[Listed records]

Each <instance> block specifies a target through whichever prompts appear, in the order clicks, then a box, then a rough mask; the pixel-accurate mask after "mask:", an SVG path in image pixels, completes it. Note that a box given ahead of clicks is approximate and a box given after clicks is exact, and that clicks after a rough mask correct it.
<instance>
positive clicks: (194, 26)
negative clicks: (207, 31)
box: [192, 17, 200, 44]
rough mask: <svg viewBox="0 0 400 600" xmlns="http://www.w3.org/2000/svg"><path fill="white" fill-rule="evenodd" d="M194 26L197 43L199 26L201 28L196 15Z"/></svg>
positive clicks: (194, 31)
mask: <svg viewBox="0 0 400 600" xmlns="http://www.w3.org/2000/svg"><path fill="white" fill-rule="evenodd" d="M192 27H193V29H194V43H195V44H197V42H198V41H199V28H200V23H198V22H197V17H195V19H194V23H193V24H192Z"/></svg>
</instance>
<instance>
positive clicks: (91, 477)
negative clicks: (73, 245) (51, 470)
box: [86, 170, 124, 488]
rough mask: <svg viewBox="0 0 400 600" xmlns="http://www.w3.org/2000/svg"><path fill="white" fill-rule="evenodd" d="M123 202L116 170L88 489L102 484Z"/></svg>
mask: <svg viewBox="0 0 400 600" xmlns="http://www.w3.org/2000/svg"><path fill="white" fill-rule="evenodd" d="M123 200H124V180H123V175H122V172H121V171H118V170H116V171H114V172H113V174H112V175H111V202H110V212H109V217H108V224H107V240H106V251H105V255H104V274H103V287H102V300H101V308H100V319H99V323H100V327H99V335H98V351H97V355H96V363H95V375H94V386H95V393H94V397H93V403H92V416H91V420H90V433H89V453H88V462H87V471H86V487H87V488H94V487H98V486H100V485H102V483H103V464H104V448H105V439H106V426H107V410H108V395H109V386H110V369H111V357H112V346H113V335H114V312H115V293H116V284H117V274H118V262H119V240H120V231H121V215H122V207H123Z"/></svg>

[Required action]
Your answer should be a single number: the count of lines above with the word "negative".

[Expected answer]
2